> _Task objective_
Copy exactly. Begin with the line that contains "Please pick out the overcast" and stop after the last line of the records.

Collection entries

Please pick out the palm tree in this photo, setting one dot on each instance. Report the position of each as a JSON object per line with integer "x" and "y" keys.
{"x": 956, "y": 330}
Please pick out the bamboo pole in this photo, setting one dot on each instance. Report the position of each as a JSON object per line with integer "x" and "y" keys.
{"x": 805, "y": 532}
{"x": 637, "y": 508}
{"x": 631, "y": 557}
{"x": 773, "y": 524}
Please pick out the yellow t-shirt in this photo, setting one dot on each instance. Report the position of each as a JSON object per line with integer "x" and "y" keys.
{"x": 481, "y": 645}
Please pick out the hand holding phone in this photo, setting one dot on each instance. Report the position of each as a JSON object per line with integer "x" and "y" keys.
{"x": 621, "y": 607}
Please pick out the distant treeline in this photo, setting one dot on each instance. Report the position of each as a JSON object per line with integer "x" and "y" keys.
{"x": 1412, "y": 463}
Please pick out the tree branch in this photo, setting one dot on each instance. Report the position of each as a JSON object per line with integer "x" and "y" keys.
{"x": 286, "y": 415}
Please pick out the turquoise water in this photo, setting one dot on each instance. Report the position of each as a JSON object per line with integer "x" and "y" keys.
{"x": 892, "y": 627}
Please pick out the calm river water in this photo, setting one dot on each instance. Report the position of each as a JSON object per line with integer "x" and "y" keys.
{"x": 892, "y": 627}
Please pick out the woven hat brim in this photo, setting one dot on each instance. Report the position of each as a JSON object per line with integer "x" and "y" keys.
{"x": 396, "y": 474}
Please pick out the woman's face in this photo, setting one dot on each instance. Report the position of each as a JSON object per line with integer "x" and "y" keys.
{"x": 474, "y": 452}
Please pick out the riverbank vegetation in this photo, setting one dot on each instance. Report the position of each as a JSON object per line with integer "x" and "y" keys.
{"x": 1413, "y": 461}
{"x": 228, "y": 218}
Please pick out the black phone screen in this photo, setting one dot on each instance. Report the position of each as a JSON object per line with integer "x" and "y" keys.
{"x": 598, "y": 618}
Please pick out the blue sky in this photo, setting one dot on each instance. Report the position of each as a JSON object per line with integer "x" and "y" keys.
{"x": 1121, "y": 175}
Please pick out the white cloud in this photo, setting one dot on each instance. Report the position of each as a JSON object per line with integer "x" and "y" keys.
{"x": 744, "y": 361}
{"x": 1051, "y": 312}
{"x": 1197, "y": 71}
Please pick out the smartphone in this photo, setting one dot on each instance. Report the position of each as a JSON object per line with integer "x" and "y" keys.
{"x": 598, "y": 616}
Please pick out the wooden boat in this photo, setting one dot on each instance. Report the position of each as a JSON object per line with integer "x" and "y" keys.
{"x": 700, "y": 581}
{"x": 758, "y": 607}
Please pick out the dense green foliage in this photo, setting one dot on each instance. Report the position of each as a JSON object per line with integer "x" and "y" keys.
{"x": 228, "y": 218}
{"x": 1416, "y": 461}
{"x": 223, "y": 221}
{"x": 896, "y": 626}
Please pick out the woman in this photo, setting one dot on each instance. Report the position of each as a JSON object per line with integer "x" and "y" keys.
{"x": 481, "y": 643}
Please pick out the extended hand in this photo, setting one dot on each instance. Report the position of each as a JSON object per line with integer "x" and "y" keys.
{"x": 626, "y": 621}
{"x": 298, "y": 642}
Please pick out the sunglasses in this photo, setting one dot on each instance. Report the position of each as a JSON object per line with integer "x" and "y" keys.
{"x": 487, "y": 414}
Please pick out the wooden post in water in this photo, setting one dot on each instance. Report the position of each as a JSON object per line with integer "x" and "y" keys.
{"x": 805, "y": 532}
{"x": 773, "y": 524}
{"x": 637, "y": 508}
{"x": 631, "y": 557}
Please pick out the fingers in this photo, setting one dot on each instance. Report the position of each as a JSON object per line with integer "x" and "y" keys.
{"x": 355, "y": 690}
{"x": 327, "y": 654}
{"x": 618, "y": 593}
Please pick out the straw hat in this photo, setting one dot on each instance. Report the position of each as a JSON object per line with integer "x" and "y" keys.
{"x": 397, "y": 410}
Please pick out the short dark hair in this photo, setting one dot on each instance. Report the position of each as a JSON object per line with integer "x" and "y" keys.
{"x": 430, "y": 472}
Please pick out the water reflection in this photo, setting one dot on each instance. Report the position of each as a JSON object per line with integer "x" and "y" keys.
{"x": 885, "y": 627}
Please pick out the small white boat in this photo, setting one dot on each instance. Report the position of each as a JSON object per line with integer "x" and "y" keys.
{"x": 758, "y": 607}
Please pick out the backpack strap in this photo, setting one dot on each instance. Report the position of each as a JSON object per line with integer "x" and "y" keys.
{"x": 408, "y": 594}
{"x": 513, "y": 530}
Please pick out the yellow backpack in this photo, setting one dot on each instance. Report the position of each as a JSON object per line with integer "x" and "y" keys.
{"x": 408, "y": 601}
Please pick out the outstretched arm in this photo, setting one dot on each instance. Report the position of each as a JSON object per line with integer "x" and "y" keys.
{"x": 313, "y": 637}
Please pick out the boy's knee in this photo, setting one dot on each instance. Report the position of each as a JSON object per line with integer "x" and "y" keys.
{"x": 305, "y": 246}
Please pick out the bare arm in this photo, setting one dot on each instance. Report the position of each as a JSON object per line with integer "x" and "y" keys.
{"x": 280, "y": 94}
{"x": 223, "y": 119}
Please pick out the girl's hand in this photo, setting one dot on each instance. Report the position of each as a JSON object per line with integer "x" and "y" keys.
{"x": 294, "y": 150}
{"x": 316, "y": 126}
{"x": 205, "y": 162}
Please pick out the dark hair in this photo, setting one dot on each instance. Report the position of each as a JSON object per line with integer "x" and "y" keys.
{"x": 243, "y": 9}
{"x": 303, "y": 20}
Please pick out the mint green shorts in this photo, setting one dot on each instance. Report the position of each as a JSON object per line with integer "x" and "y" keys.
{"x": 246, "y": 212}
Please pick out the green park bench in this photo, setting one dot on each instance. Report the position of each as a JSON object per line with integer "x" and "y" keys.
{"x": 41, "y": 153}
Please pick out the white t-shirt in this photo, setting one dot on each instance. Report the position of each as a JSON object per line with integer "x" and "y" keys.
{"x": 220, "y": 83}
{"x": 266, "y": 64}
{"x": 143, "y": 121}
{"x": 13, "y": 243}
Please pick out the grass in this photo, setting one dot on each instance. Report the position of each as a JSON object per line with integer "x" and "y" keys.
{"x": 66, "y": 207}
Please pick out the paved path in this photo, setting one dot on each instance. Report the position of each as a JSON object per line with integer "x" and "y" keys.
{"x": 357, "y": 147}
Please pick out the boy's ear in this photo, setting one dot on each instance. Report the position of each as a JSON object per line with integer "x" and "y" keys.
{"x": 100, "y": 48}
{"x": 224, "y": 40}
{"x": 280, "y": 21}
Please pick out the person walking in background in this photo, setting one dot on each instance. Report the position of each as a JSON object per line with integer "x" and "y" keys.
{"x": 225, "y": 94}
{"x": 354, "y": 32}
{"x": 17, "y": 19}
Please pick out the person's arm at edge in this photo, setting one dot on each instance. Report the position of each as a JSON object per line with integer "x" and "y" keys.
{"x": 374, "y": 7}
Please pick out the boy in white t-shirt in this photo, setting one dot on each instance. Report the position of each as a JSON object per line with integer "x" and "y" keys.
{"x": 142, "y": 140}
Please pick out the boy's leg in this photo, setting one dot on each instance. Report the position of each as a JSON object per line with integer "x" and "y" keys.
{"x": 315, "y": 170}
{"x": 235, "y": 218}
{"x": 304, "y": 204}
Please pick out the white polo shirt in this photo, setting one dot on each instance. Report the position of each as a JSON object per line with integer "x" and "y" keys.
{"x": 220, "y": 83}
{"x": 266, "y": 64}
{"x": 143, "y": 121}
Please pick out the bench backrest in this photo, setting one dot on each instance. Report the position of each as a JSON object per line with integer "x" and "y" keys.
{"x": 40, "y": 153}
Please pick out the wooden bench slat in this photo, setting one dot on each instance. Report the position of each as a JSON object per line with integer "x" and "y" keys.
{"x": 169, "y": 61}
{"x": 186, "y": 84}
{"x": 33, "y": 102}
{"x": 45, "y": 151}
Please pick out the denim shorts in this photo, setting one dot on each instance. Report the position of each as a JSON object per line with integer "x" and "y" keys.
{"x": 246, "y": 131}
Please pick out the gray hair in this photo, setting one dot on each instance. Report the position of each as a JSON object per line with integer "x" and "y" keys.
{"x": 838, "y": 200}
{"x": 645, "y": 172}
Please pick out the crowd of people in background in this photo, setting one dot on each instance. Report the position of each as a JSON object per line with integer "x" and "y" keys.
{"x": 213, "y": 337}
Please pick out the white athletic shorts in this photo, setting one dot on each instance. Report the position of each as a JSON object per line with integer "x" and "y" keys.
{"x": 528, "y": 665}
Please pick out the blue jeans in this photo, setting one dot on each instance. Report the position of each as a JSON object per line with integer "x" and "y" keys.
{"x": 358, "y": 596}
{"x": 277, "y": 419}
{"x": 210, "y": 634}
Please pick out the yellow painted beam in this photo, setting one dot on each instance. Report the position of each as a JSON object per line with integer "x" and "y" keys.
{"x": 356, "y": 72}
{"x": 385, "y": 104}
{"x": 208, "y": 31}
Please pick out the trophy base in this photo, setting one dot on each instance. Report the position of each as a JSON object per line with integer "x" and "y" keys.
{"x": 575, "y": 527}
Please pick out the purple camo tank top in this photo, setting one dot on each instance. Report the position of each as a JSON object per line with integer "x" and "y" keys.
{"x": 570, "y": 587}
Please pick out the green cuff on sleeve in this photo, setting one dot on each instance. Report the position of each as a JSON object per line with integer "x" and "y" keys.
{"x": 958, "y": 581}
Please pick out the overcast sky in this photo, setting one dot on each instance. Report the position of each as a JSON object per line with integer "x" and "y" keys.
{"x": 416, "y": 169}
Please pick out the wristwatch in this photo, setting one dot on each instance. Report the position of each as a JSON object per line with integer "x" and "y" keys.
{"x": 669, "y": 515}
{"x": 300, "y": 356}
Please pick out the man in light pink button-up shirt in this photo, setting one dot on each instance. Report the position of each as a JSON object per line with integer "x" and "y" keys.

> _Exercise solution_
Please pick out the overcast sky in this photo, setting one dot on each instance. Report the position of each as a JSON object per line with integer "x" and "y" keys.
{"x": 416, "y": 169}
Please pick out the wristwatch in this photo, setting one dot on each instance. Report the position of each as a JSON object per line with integer "x" and "y" keys.
{"x": 669, "y": 515}
{"x": 300, "y": 356}
Please pick out the man in light pink button-up shirt in this photo, setting one dot on each instance. Report the position of each as a JSON object per line with integer "x" and "y" keys.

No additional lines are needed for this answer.